▶ INPUT:
· · ·

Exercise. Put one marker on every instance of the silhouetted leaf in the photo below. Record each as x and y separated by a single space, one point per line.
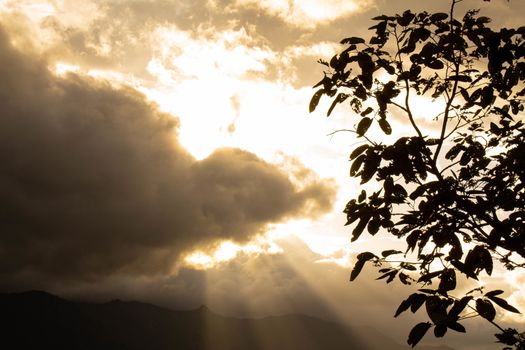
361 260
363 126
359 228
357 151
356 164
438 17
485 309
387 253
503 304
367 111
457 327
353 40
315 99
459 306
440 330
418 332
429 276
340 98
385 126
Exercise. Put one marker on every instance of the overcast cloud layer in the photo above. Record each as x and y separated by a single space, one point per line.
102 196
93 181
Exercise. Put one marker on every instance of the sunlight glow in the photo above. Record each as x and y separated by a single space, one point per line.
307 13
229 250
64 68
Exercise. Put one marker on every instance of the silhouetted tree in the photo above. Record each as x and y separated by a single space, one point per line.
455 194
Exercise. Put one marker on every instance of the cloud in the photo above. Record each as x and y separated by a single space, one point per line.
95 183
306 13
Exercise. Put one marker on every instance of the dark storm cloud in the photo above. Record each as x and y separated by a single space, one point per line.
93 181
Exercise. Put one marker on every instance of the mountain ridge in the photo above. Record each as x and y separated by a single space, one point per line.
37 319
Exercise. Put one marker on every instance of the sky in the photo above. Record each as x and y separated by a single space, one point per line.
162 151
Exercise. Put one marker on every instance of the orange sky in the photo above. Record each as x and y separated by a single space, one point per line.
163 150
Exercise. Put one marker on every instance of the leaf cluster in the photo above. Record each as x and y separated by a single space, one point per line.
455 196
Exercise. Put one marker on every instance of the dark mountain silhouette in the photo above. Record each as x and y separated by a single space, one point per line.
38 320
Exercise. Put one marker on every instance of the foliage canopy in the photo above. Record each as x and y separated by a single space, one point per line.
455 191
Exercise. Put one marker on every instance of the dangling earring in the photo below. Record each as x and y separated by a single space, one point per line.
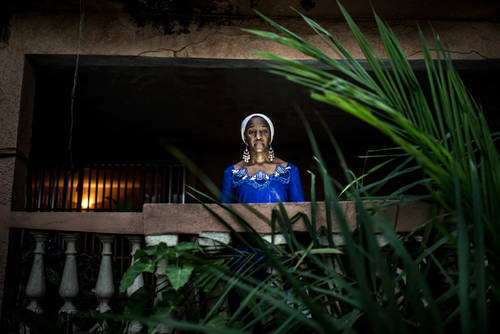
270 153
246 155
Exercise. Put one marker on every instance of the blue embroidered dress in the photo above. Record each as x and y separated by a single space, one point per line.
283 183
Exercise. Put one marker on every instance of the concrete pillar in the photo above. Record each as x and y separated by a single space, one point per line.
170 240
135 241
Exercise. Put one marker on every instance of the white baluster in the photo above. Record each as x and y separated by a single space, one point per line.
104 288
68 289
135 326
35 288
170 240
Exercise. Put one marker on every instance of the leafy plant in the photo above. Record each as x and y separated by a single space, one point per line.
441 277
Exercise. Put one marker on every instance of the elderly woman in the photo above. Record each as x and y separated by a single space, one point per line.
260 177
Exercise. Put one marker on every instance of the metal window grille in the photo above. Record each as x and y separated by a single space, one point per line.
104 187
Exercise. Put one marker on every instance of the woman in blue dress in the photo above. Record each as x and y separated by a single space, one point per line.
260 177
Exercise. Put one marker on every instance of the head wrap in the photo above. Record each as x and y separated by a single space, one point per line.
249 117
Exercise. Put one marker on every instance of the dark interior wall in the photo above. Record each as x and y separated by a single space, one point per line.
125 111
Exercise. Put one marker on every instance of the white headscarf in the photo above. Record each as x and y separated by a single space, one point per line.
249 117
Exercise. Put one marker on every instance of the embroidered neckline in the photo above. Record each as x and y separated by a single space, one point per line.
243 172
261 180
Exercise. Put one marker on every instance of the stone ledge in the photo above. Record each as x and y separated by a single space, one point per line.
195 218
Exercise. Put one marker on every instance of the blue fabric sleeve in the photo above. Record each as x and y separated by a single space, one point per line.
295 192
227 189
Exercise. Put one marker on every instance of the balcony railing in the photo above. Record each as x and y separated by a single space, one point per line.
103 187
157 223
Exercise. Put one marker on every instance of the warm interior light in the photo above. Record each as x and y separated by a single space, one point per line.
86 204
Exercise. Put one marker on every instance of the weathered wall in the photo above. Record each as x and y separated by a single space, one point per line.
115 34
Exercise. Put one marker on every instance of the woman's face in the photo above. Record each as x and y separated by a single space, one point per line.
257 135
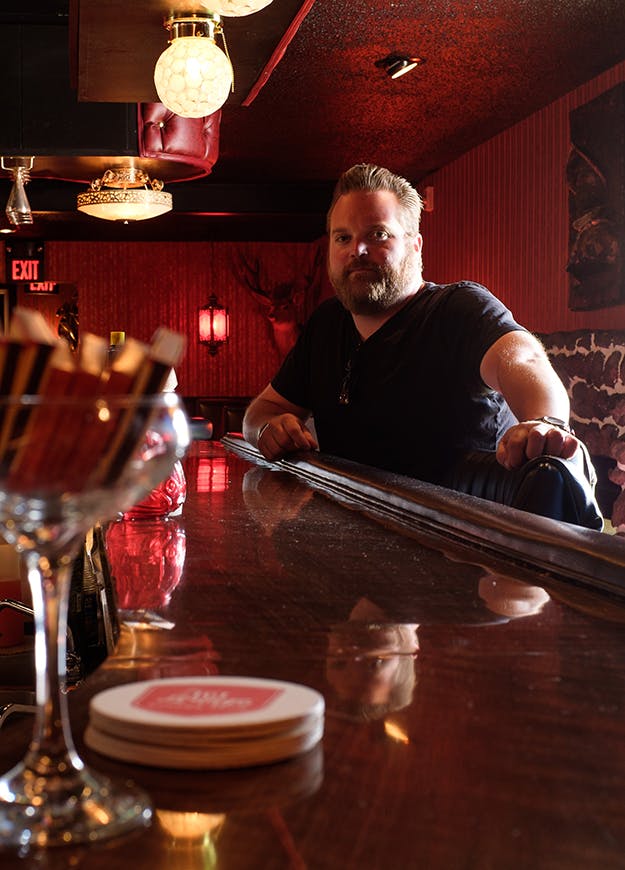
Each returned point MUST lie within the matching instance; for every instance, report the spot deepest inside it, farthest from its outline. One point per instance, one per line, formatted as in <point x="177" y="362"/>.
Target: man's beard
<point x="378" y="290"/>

· · ·

Reproduce the entire listing above word for word, omitting the pictures.

Exercise. Put one marker on every instance of the silhouetted leaf in the photo below. Record each as x and y separated by a single space, one point per line.
361 260
363 126
359 228
357 151
356 164
438 17
485 309
387 253
503 304
367 111
457 327
353 40
315 99
459 306
440 330
418 332
429 276
340 98
385 126
Exercise. Put one marker on every instance of the overcast cloud layer in the photo above. Record each as x and y separated by a single space, one point per line.
102 196
93 181
Exercise. Put one marker on every instance of the sunlight glow in the photo above. Record each as x and y separated by a single space, one point per line.
307 13
229 250
64 68
Exercise. Put one marker on every instance of the silhouetted tree in the photo above. Record each as x and y separated by a single space, one point per line.
455 194
Exercise. Put one marker on every instance of the cloud in the photo above. Record each as x and y separated by a single space, one point per line.
95 183
306 13
Exercise. Put one marker on every instance of the dark storm cloud in the photo above. Record each as x and y separated by a single space, one point per line.
93 181
Exercise. Put one marker on every instance of the mountain ridge in the photo above. Record each as x and y separated by a single space, one point per line.
37 319
Exercise. Put one marker on every instance of the sky in the photo above. Record each as x and y separated by a single space, one point per line.
162 151
Exercise. Put one marker on every instance of the orange sky in the photo above. Record each as x and y separated by a single space, one point per line.
163 150
Exercise. Put one marker on every instance of the leaf cluster in the photo above. Record each as x and y separated by a single space, one point per line.
455 196
Exercise. Put one marker on every instance of the dark mountain silhouette in the photo above. Record each as x and y separated by a single space, one point per line.
38 320
Exercise. Put one marker on every instance of the foliage canopy in the photo above. Record each as x and y separated by a single space, one point per line.
455 191
Exercise. Put one marker on every instance of the dangling earring in the photo below. Record each as x and y separated by a single space, one point per line.
270 153
246 155
Exercise. Put one marker on every instance of the blue embroidered dress in the photo above. Record each as x and y separated by a single space, one point per line.
283 183
Exercise. Put one marker on every instance of the concrete pillar in the photo above. Record each as x and y separated by a single space, one point per line.
170 240
135 241
Exercise. Put one marker on every instance of the white baluster in the photo above. Record each as x and y separated by a single space, one point per line.
104 288
68 289
135 326
35 288
170 240
Exercise. Put one marker on every instance of the leafy plant in the photo above. Record each as x and y separated by a single space, one point per line.
441 277
Exercise. Put one marker on every instance of the elderly woman in the photo above. Record each as x and y separated by a single space, one point per line.
260 177
Exercise. Put one marker on every instance of the metal window grille in the photo above. Record each as x and y separated by a single space, one point per line.
104 187
Exercise. Put one marker on every instance of the woman in blue dress in the photo above. Record each as x and y separated by a single space, one point per line.
260 177
Exercise. Put one marker on every instance of the head wrap in the photo above. Record each as x and y separated by a single space, one point per line.
249 117
Exercise. Put one marker on every instance of the dark interior wall in the photo above. Record each as x and y separated by a single space, one point per line.
125 111
Exercise. Put one marker on every instance of the white headscarf in the photo above. Record each as x and y separated by a single space, one point per line.
249 117
Exercise. Put one marker on every instance of the embroidered neckline in the photo above. Record each as x and y separated by a single space, one point per line.
243 172
261 180
Exercise. Put one marker on every instance of the stone ledge in the photo above. Record each as x and y separated by a single space, one point per line.
195 218
Exercise. Put one marker on every instance of the blue fabric sleeve in the photo above. Record each as x and y separated by a single space, one point per line.
295 192
227 189
Exercise. Put one marker on every instance of the balcony railing in the photo above. Record each as x and y separated by a single space, one point per line.
103 187
157 223
Exercise. Put one marker on every instance of the warm interior light in the photo above. Record each as x and y separated by a single space, one point per line.
86 204
Exercise. Put one marker on every instance of the weathered wall in the photo above. Record each as x and y separated by a single space, one point per line.
115 34
Exercise. Put one marker on every instance of the woman's face in the photo above. Record each as x and y separated by a single space, one point per line.
257 135
Each returned point MUST lie within the matching instance; for every instance, report the spot deepest inside it, farthest from its outline. One point per instance, one per line, formatted as in <point x="177" y="362"/>.
Target: man's beard
<point x="378" y="290"/>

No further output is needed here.